> [Given instruction]: Copy the records below word for word, from the line containing "Look at the photo above. For each instance of the ford" up to and including the line containing "pixel 90 390", and give nothing else.

> [Dataset records]:
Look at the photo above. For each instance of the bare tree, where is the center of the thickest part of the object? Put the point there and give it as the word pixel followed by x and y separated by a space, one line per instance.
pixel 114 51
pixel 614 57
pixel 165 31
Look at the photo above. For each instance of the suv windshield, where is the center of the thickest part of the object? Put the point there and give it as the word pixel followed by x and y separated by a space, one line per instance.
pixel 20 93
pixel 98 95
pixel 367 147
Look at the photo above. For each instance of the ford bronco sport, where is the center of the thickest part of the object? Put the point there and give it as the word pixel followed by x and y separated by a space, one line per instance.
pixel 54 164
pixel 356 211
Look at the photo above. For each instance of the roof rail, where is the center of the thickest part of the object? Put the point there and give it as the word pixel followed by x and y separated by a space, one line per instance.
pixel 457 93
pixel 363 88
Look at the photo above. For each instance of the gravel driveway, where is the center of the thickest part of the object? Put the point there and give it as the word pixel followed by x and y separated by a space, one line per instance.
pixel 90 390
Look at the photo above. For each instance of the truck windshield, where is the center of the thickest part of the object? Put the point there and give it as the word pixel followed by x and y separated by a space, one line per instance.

==

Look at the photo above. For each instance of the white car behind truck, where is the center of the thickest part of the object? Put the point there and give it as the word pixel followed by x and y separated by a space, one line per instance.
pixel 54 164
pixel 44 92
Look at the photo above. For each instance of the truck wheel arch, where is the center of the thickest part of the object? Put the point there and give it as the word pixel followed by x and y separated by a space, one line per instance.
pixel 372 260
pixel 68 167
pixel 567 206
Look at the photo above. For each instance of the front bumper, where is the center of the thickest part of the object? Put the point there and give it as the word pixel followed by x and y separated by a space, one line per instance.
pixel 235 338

> [Task output]:
Look at the photo above. For each instance of the ford bronco sport, where is the center of the thickest part of the object? Put the point there and give it as the word pixel followed by x and y separated by a space, one line per instance.
pixel 54 164
pixel 356 211
Look at the photo above. For each instance of the roof rail, where is the center of the thickest part of the object? Put the point there and give it as the word pixel followed by x and y separated by a space, one line per instance.
pixel 457 93
pixel 363 88
Look at the photo above. For each instance of the gravel driveway, where is the center of the thickest part of the object? Put the point there and give it as the word pixel followed by x and y separated by a space, one line per instance.
pixel 90 390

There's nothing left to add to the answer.